>> BEGIN
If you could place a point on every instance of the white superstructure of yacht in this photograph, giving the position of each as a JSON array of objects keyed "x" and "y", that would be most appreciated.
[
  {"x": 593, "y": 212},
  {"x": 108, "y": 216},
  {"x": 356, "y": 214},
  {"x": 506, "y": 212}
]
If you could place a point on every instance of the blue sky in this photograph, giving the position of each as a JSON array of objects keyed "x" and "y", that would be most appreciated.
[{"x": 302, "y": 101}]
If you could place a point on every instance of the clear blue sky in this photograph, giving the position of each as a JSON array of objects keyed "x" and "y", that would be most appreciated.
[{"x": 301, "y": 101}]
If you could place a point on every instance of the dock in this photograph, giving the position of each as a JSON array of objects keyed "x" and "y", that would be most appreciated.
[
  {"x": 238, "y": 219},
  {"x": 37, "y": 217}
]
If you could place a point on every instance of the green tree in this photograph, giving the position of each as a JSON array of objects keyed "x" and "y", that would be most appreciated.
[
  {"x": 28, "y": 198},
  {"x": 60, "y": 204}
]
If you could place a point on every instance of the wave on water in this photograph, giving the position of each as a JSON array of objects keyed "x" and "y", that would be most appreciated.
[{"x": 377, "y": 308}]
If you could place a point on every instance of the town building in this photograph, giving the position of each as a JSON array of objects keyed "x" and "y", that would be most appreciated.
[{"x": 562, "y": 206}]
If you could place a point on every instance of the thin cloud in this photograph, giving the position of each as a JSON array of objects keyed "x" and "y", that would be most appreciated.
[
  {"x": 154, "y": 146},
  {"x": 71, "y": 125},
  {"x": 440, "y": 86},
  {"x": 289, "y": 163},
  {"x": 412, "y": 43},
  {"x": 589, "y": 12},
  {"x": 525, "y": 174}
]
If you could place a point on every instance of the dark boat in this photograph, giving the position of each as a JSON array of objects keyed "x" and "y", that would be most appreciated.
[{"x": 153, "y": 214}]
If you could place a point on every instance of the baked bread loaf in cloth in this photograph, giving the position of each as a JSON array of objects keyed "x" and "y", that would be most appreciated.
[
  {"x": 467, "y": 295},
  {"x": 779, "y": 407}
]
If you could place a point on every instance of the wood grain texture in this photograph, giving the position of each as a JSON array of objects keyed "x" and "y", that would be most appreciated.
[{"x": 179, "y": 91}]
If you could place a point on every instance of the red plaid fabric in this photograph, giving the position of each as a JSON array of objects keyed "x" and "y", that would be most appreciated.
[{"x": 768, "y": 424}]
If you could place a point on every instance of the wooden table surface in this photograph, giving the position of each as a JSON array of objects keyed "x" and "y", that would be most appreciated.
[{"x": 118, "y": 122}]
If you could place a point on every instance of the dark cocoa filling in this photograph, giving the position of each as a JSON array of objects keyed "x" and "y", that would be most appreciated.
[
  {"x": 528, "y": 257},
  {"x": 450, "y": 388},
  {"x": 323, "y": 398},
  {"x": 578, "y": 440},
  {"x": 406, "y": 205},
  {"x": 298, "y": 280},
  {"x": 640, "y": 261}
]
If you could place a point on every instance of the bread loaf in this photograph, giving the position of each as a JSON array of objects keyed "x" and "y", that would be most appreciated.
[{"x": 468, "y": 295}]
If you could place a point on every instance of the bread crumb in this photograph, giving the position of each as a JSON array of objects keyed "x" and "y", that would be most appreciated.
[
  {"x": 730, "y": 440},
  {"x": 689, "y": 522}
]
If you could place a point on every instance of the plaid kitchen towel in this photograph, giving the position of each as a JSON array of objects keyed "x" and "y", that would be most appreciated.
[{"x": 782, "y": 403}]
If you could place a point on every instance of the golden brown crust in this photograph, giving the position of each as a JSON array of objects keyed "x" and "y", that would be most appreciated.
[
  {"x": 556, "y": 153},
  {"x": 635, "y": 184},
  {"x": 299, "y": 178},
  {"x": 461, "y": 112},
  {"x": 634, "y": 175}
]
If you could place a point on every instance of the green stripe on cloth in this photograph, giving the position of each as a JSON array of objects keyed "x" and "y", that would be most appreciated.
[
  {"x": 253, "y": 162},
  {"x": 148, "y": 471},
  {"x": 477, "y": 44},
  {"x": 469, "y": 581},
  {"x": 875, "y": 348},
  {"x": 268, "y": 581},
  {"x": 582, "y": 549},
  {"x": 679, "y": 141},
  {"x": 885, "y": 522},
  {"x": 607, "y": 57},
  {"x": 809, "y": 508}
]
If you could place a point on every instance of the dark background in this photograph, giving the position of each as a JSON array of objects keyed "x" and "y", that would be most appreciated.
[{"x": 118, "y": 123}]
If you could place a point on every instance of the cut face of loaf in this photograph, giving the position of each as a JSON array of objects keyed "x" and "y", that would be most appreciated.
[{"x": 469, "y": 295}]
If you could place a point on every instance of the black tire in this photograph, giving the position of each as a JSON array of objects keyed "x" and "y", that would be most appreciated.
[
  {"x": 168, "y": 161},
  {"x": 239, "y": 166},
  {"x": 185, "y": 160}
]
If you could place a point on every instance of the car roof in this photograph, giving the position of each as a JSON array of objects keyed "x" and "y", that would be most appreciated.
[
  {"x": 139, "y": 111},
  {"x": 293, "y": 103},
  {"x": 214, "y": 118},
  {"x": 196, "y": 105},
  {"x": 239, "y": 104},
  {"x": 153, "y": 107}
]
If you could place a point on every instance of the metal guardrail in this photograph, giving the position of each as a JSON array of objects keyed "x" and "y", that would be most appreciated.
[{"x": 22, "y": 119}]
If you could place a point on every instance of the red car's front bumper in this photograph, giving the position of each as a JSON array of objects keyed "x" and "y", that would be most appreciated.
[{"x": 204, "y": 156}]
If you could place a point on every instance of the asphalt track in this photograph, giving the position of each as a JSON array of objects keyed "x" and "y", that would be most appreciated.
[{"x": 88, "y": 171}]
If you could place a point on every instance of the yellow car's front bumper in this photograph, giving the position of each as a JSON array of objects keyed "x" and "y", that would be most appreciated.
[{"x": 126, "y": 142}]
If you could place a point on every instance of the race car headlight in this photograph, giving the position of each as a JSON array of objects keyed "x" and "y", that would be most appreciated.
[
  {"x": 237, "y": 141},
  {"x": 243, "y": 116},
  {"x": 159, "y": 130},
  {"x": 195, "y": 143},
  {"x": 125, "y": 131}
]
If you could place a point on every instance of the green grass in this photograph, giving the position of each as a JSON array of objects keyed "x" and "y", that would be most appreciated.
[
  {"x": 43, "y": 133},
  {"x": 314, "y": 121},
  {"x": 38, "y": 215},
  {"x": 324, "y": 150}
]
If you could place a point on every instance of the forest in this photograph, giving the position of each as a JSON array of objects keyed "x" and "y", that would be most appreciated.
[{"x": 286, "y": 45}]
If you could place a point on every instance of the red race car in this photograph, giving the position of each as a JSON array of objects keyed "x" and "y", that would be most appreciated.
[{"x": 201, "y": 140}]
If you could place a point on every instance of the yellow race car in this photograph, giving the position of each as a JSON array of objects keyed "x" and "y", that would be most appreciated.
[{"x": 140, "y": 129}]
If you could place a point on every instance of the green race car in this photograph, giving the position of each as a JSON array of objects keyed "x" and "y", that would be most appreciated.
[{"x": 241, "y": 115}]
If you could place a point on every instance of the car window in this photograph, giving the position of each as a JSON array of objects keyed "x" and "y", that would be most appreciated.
>> END
*INSTRUCTIONS FOR THE TASK:*
Update the listing so that "that would be most appreciated" reads "that would be greatly appreciated" wherever it occurs, and leave every other line unchanged.

*WORKED SOLUTION:*
If you could place a point on every instance of the white superstructure of yacht in this photograph, giving the position of each as a JSON array of objects keyed "x" and "y", that would be greatly appreciated.
[
  {"x": 593, "y": 212},
  {"x": 108, "y": 216},
  {"x": 356, "y": 214},
  {"x": 506, "y": 212}
]
If you could place a point on every instance of the blue sky in this photograph, giving the position of each as a JSON array of objects keyed "x" and "y", that would be greatly appreciated.
[{"x": 302, "y": 101}]
If you could place a point on every instance of the clear blue sky in this photograph, giving the position of each as a JSON array of objects keyed "x" and "y", that would be greatly appreciated.
[{"x": 301, "y": 101}]
If you could place a point on every instance of the dock in this photograph, giving the position of each as a JSON array of objects keyed "x" and "y", that would be greatly appreciated.
[
  {"x": 238, "y": 219},
  {"x": 37, "y": 217}
]
If you could place a point on every instance of the green tree in this photograph, giving the position of each as a JSON array of objects keyed "x" and "y", that would be greatly appreciated.
[
  {"x": 28, "y": 198},
  {"x": 60, "y": 204}
]
If you could place a point on every instance of the wave on water in this photograph, giving the position of each as a JSON array of objects keyed "x" and "y", that would be greatly appreciated.
[{"x": 377, "y": 308}]
If you could place a point on every instance of the town building in this photograph, giving the position of each as a JSON array of objects keyed "x" and "y", that would be greatly appreciated.
[{"x": 562, "y": 206}]
If you could place a point on every instance of the thin cloud in this photograph, giving the position of each as a JSON array of objects keyed "x" and "y", that would be greatly appreciated.
[
  {"x": 154, "y": 146},
  {"x": 71, "y": 125},
  {"x": 440, "y": 86},
  {"x": 289, "y": 163},
  {"x": 412, "y": 43},
  {"x": 589, "y": 12},
  {"x": 525, "y": 174}
]
If you could place a point on every instance of the dark boat in this photograph, giving the position of each as a JSON array of objects keyed "x" and "y", that would be greatly appreciated.
[{"x": 153, "y": 214}]
If you could place a point on every instance of the baked bread loaf in cloth in this photograph, giving the position of each as a JSON array of objects keyed "x" and "y", that would be greatly appreciated.
[
  {"x": 467, "y": 295},
  {"x": 779, "y": 407}
]
If you could place a point on every instance of the wood grain texture in this photograph, giving the position of each as a JSON array of objects keyed "x" and "y", that would be greatly appreciated.
[{"x": 179, "y": 91}]
If you could place a point on every instance of the red plaid fabric in this photograph, giving the position of each as a JSON array of objects keyed "x" and "y", that would be greatly appreciated.
[{"x": 768, "y": 424}]
If you could place a point on every instance of the wooden table surface in this photograph, giving the position of each as a JSON array of objects keyed "x" and "y", that would be greatly appreciated.
[{"x": 118, "y": 122}]
If you could place a point on every instance of the dark cocoa filling in this photograph, giving the position of each as a JSON array of objects keyed "x" and "y", that would be greatly appreciated.
[
  {"x": 528, "y": 257},
  {"x": 450, "y": 388},
  {"x": 323, "y": 398},
  {"x": 578, "y": 440},
  {"x": 406, "y": 205},
  {"x": 298, "y": 280},
  {"x": 640, "y": 261}
]
If you could place a point on every instance of the bread loaf in this photograph, giving the position of each as a JSON array of objects keyed "x" and "y", that would be greatly appreciated.
[{"x": 468, "y": 295}]
If you could place a point on every instance of the bread crumb in this photograph, giving the position of each as a JSON array of objects keyed "x" and "y", that would be greatly appreciated.
[
  {"x": 730, "y": 440},
  {"x": 689, "y": 522}
]
If you could place a point on every instance of the plaid kitchen towel in this photograph, giving the position of each as a JSON array of objects keyed "x" and "y", that would be greatly appreciated.
[{"x": 782, "y": 403}]
If you could place a point on every instance of the golden brown crust in this photograph, giving the position of each as a JSON array of objects keyed "x" and "y", that would be greatly appreciated.
[
  {"x": 556, "y": 153},
  {"x": 635, "y": 184},
  {"x": 299, "y": 178},
  {"x": 461, "y": 112},
  {"x": 634, "y": 175}
]
If you could place a point on every instance of the green stripe on cloth in this photograph, giving the position of each as a JSON array of objects keyed "x" and "y", that would be greatly appreciated.
[
  {"x": 253, "y": 162},
  {"x": 148, "y": 471},
  {"x": 477, "y": 44},
  {"x": 469, "y": 581},
  {"x": 875, "y": 348},
  {"x": 268, "y": 581},
  {"x": 582, "y": 549},
  {"x": 679, "y": 141},
  {"x": 885, "y": 522},
  {"x": 607, "y": 57},
  {"x": 809, "y": 508}
]
If you could place a point on every instance of the dark background in this photograph, giving the position of each as a JSON array of objects keyed "x" and "y", that would be greatly appreciated.
[{"x": 118, "y": 123}]
If you could place a point on every instance of the cut face of loaf in this photograph, giving the position of each as a JSON array of objects keyed "x" and "y", that would be greatly appreciated.
[{"x": 469, "y": 295}]
If you could place a point on every instance of the black tire in this photograph, giving the position of each as a JSON array of objects keyed "x" and "y", that would be greatly appreciated.
[
  {"x": 168, "y": 161},
  {"x": 239, "y": 166},
  {"x": 185, "y": 160}
]
If you could place a point on every instance of the car roof in this photograph, giving the position of each as a JSON array of objects keyed "x" and "y", that would be greatly appreciated.
[
  {"x": 139, "y": 111},
  {"x": 293, "y": 103},
  {"x": 214, "y": 118},
  {"x": 196, "y": 105},
  {"x": 239, "y": 104},
  {"x": 153, "y": 107}
]
If you could place a point on every instance of the metal guardrail in this photograph, giving the position of each as a JSON array of objects keyed "x" and "y", that would be greatly appreciated.
[{"x": 22, "y": 119}]
If you could place a point on every instance of the red car's front bumper in this photograph, giving the position of each as a JSON array of objects keyed "x" and "y", that would be greatly appreciated.
[{"x": 204, "y": 156}]
If you could place a point on every instance of the asphalt track in this photograph, giving the position of each as a JSON array of objects keyed "x" and "y", that would be greatly appreciated.
[{"x": 88, "y": 171}]
If you could place a point on every instance of the yellow car's front bumper in this photograph, giving the position of each as a JSON array of objects keyed "x" and "y", that would be greatly appreciated.
[{"x": 126, "y": 142}]
If you could place a point on every instance of the race car headlight in this photograph, giving the position of each as a JSON array of objects keyed "x" and "y", that would be greatly appreciated.
[
  {"x": 237, "y": 141},
  {"x": 243, "y": 116},
  {"x": 159, "y": 130},
  {"x": 195, "y": 143},
  {"x": 125, "y": 131}
]
If you could place a point on every instance of the green grass in this photograph, giving the position of each as a JSON array of objects keyed "x" and "y", that would be greatly appreciated.
[
  {"x": 43, "y": 133},
  {"x": 314, "y": 121},
  {"x": 38, "y": 215},
  {"x": 324, "y": 150}
]
If you could place a point on every instance of the forest in this photograph, giving the position of each as a JSON array of objects keyed "x" and "y", that would be greatly appreciated.
[{"x": 286, "y": 45}]
If you could place a point on every instance of the red race car in this photograph, giving the position of each as a JSON array of objects keyed "x" and "y", that would be greatly appreciated.
[{"x": 201, "y": 140}]
If you could place a point on every instance of the yellow race car in this photograph, giving the position of each as a JSON array of objects keyed "x" and "y", that would be greatly appreciated.
[{"x": 140, "y": 129}]
If you could place a point on every instance of the green race car in this photograph, giving the position of each as a JSON array of objects keyed "x" and "y", that would be greatly appreciated.
[{"x": 241, "y": 115}]
If you could place a point on every instance of the car window in this photograph, giving the position of each as a JSON array of objects keyed "x" and "y", that would be greatly appreciated.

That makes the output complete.